What this task involves ▸
Copy the case report below on lactic acidosis linked to metformin word for word, leaving nothing out and changing nothing.

A Patient With Metformin-associated Lactic Acidosis Successfully Treated With Continuous Renal Replacement Therapy

A Case Report

Hiroki Kinoshita; Machi Yanai; Koichi Ariyoshi; Motozumi Ando; Ryo Tamura

Disclosures

J Med Case Reports. 2019;13(371) 

In This Article

Abstract and Introduction

Abstract

Background: Metformin has been widely used as a first-line agent to treat type 2 diabetes mellitus. Lactic acidosis is a rare but serious adverse effect in patients treated with metformin. Recent studies noted a correlation between metformin accumulation and lactic acidosis. Continuous renal replacement therapy for the treatment of metformin-associated lactic acidosis has been documented in some case reports; however, there is currently no specific treatment for metformin-associated lactic acidosis.

Case presentation: A 70-year-old Japanese woman with type 2 diabetes mellitus presented to an emergency room with metformin-associated lactic acidosis. She was found to be hypotensive and laboratory examinations revealed severe lactic acidosis: pH 6.618, partial pressure of carbon dioxide in arterial blood 17.3 mmHg, bicarbonate 1.7 mmol/L, and lactate 18 mmol/L. Severe acidemia persisted despite supportive care including intravenously administered fluids, sodium bicarbonate, antibiotics, and vasopressors. Continuous renal replacement therapy was initiated in our intensive care unit. After dialysis for 3 days, her lactate level and pH value completely normalized. The concentration of metformin detected was 77.5 mg/L, which is one of the highest in metformin-associated lactic acidosis successfully treated without overdose.

Conclusions: The present case had one of the highest metformin concentrations in metformin-associated lactic acidosis successfully treated with continuous renal replacement therapy, and serum metformin concentrations may be useful for the diagnosis of metformin-associated lactic acidosis. Metformin-associated lactic acidosis is a rare but important etiology of lactic acidosis. Continuous renal replacement therapy is advantageous for the treatment of hemodynamically unstable patients with metformin-associated lactic acidosis.

Material provided ▸
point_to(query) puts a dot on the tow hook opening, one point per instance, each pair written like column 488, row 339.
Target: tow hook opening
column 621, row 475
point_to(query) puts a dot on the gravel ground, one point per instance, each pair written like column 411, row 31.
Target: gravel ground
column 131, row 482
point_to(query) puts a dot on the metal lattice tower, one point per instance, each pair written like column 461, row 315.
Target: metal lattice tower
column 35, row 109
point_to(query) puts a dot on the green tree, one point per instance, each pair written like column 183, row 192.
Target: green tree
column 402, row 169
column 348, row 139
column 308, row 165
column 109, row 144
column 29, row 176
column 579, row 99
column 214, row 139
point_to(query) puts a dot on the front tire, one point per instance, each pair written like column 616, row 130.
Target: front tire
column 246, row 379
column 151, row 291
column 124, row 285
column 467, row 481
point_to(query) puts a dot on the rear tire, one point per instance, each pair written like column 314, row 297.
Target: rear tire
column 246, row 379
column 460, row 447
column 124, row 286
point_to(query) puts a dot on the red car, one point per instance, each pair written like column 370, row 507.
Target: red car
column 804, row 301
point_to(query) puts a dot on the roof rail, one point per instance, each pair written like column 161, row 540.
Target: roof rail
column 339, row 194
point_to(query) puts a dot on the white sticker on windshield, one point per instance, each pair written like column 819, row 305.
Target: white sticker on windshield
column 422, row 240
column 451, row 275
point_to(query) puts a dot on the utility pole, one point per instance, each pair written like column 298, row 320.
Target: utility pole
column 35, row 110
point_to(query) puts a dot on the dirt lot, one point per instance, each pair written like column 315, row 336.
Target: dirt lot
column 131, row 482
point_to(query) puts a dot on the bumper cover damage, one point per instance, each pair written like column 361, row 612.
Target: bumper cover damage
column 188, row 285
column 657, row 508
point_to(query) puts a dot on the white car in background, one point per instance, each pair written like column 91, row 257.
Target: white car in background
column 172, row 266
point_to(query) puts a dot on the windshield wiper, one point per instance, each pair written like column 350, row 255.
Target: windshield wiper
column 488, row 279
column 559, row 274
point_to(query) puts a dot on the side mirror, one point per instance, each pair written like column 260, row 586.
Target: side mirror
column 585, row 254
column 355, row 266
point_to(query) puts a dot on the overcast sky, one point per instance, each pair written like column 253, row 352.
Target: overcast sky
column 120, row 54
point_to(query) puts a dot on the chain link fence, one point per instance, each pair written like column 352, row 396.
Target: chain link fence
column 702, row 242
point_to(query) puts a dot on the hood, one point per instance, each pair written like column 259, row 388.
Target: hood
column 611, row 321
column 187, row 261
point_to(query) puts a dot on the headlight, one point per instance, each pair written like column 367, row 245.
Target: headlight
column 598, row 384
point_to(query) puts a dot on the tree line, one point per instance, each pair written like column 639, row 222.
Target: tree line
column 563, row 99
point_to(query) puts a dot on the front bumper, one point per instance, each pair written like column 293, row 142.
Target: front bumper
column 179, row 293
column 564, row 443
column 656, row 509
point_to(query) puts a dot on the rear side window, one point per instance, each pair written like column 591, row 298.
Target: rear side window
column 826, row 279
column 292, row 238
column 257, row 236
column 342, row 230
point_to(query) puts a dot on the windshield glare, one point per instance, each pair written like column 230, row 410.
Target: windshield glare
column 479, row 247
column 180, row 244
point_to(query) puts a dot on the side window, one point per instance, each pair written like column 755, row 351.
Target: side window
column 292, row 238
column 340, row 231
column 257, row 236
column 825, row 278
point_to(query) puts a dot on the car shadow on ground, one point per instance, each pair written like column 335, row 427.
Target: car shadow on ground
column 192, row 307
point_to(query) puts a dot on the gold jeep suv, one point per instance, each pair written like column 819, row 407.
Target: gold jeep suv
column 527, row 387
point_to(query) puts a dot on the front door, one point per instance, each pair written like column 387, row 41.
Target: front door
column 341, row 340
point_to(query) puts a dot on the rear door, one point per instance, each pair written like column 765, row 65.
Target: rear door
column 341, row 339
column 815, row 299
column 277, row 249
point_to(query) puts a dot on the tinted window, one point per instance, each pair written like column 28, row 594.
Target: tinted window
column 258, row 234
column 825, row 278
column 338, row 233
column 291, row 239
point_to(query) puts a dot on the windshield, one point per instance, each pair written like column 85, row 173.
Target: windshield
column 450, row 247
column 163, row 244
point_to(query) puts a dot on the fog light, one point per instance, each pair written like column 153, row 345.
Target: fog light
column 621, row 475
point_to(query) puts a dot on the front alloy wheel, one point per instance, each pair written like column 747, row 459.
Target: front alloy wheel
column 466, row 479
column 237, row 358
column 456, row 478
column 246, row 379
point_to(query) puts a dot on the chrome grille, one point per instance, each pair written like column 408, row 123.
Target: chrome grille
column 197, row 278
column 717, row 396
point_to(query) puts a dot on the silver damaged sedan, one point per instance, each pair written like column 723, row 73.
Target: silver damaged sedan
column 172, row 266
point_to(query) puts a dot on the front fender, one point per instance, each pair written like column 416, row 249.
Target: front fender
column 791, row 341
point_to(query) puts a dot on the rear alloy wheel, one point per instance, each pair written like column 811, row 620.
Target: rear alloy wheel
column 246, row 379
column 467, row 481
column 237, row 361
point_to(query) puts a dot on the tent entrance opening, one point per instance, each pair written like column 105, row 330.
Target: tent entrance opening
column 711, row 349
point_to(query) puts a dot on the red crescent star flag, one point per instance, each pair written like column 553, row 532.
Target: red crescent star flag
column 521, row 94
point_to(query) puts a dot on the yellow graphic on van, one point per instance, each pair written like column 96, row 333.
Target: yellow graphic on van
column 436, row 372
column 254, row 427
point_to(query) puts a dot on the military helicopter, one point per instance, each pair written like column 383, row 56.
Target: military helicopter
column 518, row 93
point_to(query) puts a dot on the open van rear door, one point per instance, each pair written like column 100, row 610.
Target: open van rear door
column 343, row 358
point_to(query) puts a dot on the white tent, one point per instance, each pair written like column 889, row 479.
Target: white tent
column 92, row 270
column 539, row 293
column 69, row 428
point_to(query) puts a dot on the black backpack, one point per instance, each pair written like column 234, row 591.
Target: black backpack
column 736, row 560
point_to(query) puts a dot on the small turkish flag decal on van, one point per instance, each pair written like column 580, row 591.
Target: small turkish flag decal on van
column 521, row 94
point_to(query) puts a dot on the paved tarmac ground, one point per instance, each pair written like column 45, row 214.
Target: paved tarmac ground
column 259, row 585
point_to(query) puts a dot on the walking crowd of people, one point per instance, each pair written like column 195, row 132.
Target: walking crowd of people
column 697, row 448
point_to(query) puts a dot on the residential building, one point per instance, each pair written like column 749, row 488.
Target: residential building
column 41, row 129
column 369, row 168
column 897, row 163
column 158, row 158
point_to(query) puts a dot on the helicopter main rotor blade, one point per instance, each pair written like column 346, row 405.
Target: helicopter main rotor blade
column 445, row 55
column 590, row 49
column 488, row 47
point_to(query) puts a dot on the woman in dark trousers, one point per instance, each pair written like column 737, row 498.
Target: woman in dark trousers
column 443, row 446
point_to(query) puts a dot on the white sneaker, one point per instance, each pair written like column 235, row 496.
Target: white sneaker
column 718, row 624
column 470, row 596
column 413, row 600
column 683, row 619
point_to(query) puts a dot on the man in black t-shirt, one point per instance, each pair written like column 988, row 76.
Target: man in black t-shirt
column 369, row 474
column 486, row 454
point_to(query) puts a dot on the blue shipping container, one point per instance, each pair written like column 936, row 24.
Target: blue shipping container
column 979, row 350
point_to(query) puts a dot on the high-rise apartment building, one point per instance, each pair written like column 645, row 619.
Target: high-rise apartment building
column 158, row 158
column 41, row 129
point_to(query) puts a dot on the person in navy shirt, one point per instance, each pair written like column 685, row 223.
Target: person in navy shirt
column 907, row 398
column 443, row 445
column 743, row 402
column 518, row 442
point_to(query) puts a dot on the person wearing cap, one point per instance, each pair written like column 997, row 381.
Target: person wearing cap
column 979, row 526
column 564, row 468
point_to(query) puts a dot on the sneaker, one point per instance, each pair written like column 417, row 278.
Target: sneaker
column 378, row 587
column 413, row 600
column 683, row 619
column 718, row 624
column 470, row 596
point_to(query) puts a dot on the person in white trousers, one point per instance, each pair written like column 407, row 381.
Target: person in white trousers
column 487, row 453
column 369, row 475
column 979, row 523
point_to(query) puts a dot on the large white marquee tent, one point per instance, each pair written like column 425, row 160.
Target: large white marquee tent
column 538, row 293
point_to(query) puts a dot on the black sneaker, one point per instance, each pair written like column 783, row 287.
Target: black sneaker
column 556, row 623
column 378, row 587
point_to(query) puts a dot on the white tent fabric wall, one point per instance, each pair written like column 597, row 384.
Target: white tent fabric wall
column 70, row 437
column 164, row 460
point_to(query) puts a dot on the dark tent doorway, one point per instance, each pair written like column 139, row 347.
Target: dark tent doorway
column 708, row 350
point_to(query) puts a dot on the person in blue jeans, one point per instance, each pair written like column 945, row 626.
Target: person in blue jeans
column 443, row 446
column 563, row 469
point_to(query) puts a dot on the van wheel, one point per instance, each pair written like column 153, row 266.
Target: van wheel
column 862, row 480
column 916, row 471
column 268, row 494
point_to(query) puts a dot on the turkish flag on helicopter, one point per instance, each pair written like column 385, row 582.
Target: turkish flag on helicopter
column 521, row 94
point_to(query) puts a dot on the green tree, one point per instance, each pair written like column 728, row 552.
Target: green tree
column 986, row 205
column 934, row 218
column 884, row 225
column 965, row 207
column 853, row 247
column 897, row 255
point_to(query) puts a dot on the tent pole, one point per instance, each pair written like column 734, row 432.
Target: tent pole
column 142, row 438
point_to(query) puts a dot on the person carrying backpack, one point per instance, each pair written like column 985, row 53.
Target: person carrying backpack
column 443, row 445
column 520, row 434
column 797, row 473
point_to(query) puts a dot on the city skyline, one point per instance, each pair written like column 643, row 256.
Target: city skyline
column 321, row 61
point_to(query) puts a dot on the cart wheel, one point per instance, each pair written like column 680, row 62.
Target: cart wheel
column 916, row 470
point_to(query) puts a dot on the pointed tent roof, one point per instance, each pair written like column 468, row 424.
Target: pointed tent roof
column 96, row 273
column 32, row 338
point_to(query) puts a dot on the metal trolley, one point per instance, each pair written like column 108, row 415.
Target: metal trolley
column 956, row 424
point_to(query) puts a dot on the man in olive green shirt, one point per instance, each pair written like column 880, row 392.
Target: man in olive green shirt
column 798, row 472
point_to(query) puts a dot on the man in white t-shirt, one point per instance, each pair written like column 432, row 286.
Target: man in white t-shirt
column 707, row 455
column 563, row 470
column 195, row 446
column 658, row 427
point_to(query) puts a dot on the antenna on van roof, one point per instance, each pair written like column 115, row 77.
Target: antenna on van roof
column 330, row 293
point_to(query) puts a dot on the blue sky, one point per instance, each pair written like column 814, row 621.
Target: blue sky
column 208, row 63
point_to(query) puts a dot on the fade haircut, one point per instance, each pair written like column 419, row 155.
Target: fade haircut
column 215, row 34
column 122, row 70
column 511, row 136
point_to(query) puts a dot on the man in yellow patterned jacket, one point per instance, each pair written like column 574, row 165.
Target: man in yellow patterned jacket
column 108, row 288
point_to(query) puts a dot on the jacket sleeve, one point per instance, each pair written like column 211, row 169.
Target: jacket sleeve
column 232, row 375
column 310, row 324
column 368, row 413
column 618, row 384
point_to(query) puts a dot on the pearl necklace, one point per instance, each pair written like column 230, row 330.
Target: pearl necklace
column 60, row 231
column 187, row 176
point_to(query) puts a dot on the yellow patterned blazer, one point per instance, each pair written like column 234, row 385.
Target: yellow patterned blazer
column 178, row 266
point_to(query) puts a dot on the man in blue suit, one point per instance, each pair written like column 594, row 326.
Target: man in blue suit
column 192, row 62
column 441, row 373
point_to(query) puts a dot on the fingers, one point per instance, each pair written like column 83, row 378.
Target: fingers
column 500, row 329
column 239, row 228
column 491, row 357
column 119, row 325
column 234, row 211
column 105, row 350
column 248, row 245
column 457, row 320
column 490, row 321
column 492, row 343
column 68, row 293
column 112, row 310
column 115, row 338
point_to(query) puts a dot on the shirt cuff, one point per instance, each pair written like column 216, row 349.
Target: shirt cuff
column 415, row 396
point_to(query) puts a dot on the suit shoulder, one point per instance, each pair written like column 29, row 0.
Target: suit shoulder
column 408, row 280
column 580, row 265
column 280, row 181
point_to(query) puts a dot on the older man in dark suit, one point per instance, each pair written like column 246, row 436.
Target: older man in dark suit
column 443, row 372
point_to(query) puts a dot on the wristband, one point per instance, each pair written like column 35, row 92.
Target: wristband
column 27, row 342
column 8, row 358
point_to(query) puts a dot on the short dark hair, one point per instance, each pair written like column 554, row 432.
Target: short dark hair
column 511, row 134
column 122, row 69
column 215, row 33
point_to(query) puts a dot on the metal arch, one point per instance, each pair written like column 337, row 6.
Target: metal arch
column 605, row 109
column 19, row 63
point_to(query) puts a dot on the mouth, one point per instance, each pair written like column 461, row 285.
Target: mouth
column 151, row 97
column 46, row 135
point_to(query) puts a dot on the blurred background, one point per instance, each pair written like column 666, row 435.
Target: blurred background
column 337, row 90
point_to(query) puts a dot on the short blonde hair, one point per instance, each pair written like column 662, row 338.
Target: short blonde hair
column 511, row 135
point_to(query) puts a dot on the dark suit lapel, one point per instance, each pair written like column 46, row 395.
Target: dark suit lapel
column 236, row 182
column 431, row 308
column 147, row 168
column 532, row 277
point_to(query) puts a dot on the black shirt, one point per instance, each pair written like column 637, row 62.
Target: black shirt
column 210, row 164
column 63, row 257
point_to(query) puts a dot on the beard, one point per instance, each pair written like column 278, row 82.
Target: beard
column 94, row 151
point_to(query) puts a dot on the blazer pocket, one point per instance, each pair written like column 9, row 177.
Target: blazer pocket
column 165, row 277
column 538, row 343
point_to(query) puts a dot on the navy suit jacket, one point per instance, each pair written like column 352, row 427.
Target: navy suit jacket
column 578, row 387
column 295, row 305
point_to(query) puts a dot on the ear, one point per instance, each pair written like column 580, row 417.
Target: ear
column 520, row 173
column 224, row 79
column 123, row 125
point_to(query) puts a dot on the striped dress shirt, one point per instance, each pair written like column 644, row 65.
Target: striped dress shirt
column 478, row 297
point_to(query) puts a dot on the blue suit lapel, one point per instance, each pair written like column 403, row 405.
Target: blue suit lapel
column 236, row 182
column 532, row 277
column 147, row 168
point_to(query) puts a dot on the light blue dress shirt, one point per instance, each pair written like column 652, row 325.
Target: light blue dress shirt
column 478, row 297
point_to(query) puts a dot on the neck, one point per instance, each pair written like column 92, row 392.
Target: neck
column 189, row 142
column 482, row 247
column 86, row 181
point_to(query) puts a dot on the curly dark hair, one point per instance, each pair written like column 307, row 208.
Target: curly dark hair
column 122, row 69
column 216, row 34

Answer to this exercise ▸
A Patient With Metformin-associated Lactic Acidosis Successfully Treated With Continuous Renal Replacement Therapy

A Case Report

Hiroki Kinoshita; Machi Yanai; Koichi Ariyoshi; Motozumi Ando; Ryo Tamura

Disclosures

J Med Case Reports. 2019;13(371) 

In This Article

Abstract and Introduction

Abstract

Background: Metformin has been widely used as a first-line agent to treat type 2 diabetes mellitus. Lactic acidosis is a rare but serious adverse effect in patients treated with metformin. Recent studies noted a correlation between metformin accumulation and lactic acidosis. Continuous renal replacement therapy for the treatment of metformin-associated lactic acidosis has been documented in some case reports; however, there is currently no specific treatment for metformin-associated lactic acidosis.

Case presentation: A 70-year-old Japanese woman with type 2 diabetes mellitus presented to an emergency room with metformin-associated lactic acidosis. She was found to be hypotensive and laboratory examinations revealed severe lactic acidosis: pH 6.618, partial pressure of carbon dioxide in arterial blood 17.3 mmHg, bicarbonate 1.7 mmol/L, and lactate 18 mmol/L. Severe acidemia persisted despite supportive care including intravenously administered fluids, sodium bicarbonate, antibiotics, and vasopressors. Continuous renal replacement therapy was initiated in our intensive care unit. After dialysis for 3 days, her lactate level and pH value completely normalized. The concentration of metformin detected was 77.5 mg/L, which is one of the highest in metformin-associated lactic acidosis successfully treated without overdose.

Conclusions: The present case had one of the highest metformin concentrations in metformin-associated lactic acidosis successfully treated with continuous renal replacement therapy, and serum metformin concentrations may be useful for the diagnosis of metformin-associated lactic acidosis. Metformin-associated lactic acidosis is a rare but important etiology of lactic acidosis. Continuous renal replacement therapy is advantageous for the treatment of hemodynamically unstable patients with metformin-associated lactic acidosis.